** begin Record set **

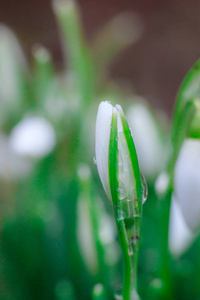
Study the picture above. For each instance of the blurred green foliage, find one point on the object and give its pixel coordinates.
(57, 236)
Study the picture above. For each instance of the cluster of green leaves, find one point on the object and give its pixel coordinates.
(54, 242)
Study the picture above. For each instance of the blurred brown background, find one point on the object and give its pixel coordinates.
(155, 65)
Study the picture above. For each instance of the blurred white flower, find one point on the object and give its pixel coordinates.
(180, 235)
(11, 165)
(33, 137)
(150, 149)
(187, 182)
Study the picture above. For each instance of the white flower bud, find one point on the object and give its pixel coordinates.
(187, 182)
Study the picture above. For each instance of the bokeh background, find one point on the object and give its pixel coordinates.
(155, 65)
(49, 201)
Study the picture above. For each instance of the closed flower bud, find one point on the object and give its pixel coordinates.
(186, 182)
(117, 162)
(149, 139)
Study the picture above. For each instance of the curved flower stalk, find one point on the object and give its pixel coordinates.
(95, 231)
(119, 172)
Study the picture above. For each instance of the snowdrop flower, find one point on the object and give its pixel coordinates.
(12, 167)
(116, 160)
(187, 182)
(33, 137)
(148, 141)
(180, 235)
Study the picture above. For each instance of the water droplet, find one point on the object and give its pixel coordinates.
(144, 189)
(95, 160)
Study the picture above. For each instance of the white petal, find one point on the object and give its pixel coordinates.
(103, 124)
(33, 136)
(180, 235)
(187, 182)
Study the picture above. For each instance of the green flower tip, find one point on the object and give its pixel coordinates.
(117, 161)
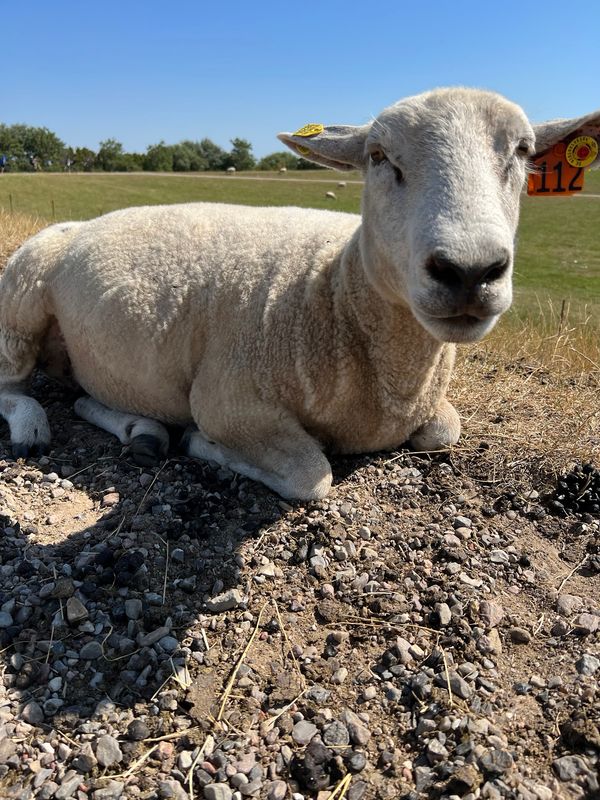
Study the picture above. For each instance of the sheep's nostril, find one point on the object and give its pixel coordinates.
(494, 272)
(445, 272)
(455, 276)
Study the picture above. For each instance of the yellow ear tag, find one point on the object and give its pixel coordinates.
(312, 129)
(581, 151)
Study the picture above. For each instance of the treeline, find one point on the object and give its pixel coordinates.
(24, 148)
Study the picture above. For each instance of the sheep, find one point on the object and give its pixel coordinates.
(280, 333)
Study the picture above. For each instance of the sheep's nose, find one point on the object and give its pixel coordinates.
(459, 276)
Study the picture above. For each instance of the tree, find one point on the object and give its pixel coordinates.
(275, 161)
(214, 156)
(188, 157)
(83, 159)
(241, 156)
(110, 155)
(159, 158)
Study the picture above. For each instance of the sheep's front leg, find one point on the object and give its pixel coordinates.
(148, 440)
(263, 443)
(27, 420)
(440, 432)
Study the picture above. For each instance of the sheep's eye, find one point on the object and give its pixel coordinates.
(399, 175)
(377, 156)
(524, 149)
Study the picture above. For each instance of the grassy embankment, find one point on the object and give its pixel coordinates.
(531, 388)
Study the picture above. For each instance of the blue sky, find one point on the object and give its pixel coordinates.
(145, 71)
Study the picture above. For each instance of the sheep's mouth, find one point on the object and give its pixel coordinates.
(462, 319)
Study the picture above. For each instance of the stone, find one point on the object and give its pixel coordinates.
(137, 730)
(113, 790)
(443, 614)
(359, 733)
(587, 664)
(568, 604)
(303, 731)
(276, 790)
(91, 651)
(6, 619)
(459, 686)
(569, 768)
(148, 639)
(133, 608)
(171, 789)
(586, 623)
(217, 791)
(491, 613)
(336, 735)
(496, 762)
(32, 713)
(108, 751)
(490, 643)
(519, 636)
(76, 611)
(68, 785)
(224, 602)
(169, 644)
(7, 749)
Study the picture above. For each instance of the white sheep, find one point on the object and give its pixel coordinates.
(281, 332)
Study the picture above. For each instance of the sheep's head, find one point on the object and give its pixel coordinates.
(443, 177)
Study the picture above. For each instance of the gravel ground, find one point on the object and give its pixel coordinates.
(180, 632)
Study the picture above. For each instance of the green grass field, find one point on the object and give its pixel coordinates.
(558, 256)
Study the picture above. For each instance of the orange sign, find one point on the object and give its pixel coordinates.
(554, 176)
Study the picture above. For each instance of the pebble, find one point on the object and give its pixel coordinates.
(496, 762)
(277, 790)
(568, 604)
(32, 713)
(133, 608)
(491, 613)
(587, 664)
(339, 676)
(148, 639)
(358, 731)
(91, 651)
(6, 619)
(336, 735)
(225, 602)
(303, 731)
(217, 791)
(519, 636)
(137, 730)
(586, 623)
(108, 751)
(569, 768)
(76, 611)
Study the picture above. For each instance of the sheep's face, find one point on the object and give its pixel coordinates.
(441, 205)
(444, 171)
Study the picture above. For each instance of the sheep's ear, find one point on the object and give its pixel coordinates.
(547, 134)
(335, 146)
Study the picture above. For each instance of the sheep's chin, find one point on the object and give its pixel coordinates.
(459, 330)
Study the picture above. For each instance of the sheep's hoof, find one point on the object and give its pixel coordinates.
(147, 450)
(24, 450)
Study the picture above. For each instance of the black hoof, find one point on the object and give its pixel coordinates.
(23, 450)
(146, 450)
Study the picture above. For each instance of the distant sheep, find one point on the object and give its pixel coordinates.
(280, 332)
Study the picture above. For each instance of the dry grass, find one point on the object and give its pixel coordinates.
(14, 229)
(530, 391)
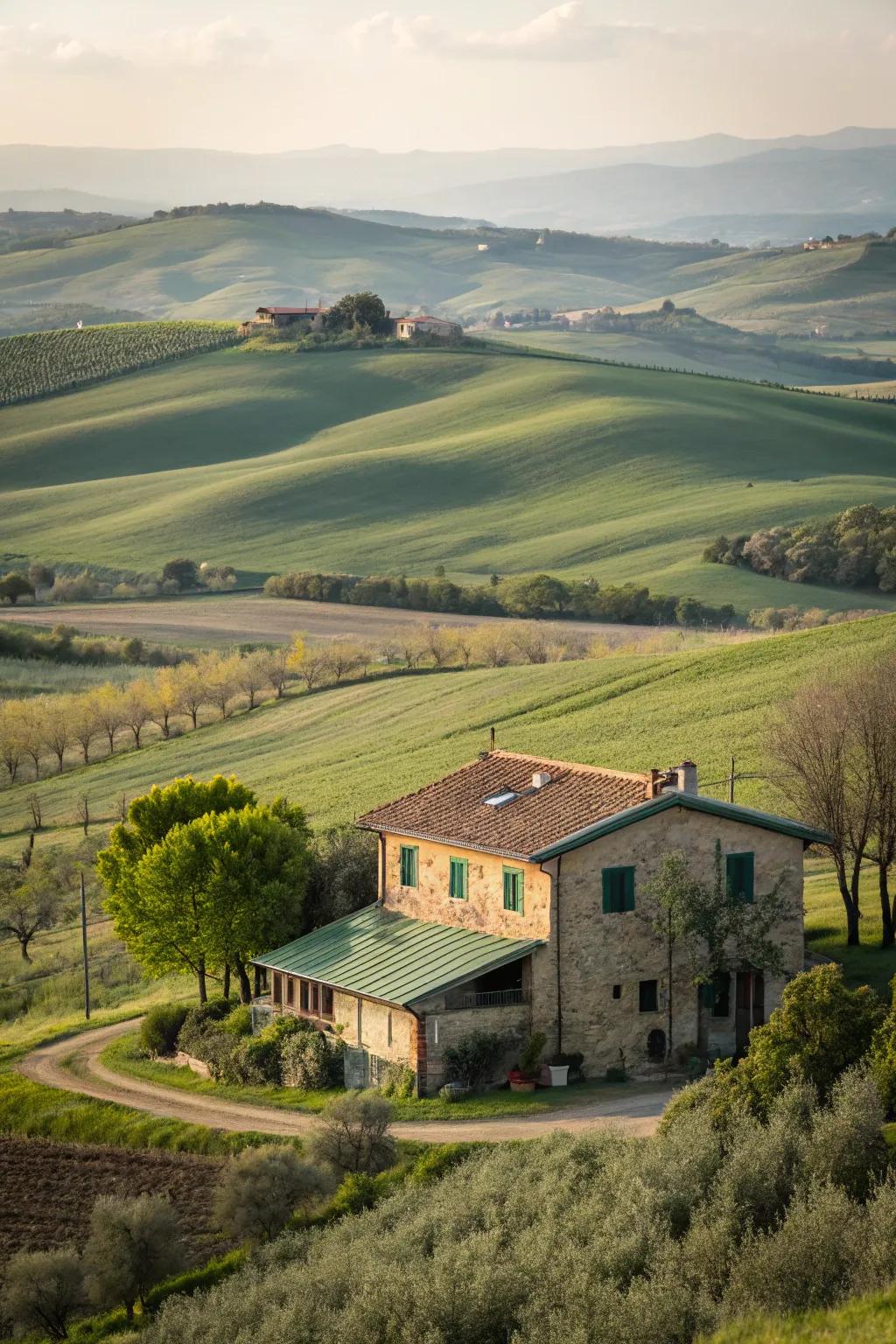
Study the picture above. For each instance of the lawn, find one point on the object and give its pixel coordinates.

** end Record set **

§ **What you are asked to do**:
Please write out the material word for word, from the line containing "Study the picture above. For each instance of the dry" through the end of the material, omitting any pictures.

§ **Completed exercise**:
Study the picture above. For each instance of the dry grass, find one point on the object and give its pixel coordinates.
(14, 229)
(530, 391)
Study the picture above. For each instance of the lawn, find one point on the object and give its pixel coordinates.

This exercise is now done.